BIRMINGHAM, Ala. (WIAT) — They had been divorced for years, but Robert Smith Haslam would often make it a point to call his ex-wife, Janis.

Even in his last days, when he was dying from cancer at the Birmingham VA Hospital, Haslam would call Janis. Due to the amount of medication he was on, he’d get his days and nights mixed up, sometimes calling her at 2 or 3 a.m.

“He just wanted to make sure I was okay,” Janis said.

Then, on Aug. 12, Janis got a call from Haslam’s nurse. He was about to die.

“I said ‘Tell him I love him and have a nice journey,” she said.

Haslam, known as “Has” to countless people who poured in and out of Marty’s Bar on Birmingham’s Southside over the years, died Aug. 12. He was 76.

“He never failed to put a smile on my face upon greeting and I know countless others would say the same,” said Chad Fisher, a local musician and trombonist for St. Paul and the Broken Bones, who often played at Marty’s over the years.

Robert Smith Haslam, a bartender known as “Has,” pictured here during boot camp in the 1960s. (Courtesy Kay Haslam)

Born in Washington DC, Haslam and his family moved to Birmingham in 1959 due to his father’s work. Janis said that after graduating high school, Haslam joined the Army, where he was stationed in Germany as a helicopter mechanic during the Vietnam War. Janis remembers how even in later life, Has’ mechanical knowledge often informed his own decisions on different things, such as flying.

“He would never fly anywhere unless he could check the engine on the plane first,” said Janis, recalling a story he once told about seeing a helicopter go down during his time in the Army.

Haslam’s sister, Kay, recalled that it was during his time in Germany that he found his true calling: working in bars.

### WHAT YOU ARE ASKED TO DO:
Please continue the article about bartender Robert "Has" Haslam, picking up right after its last sentence about his time in Germany.

### DATA EXTRACT:
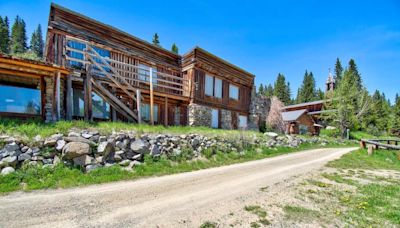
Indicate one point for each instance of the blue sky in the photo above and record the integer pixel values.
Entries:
(262, 37)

### EXPECTED ANSWER:
“He described the pubs as friendly places where families would get together for pleasant conversation,” Kay said in a statement to CBS 42. “There was no stigma attached or concept of ‘naughtiness’ in those operations, and he thought it would be a great thing to bring that idea back to the States.”

After three years in the Army, Haslam moved back to Birmingham, where he worked at local bars such as Flanagan’s and the Eagle’s Nest, where he met Marty Eagle, who would go on to start Marty’s in 1993. Haslam would be a regular presence at Marty’s, pouring countless drinks over the years for anyone who would come in.

“He wanted to be a bartender and he was good at what he did,” Janis said.

Robert Smith Haslam, a bartender known as “Has,” pictured here in an undated photo at Marty’s. (Courtesy Janis McCain Gibbs)

However, after Eagle’s death in 2013, Haslam stopped bartending, picking up side jobs like delivering pizzas. Janis said that losing his friend was too much to take.

“He lost his best friend,” Janis said. “That was pretty rough on him.”

Janis said that in addition to bartending, Haslam loved riding horses and working on cars. But more than that, he loved people.

“He was a good type of person,” she said. “He cared about everyone that came in there and hugged everyone.”

Janis thinks that if there is such thing as Heaven, Haslam and Eagle are together again.

“God knows they’re having a good time,” she said.

A special tribute to Haslam is being held at Club South from 1 to 4 p.m. Aug. 27.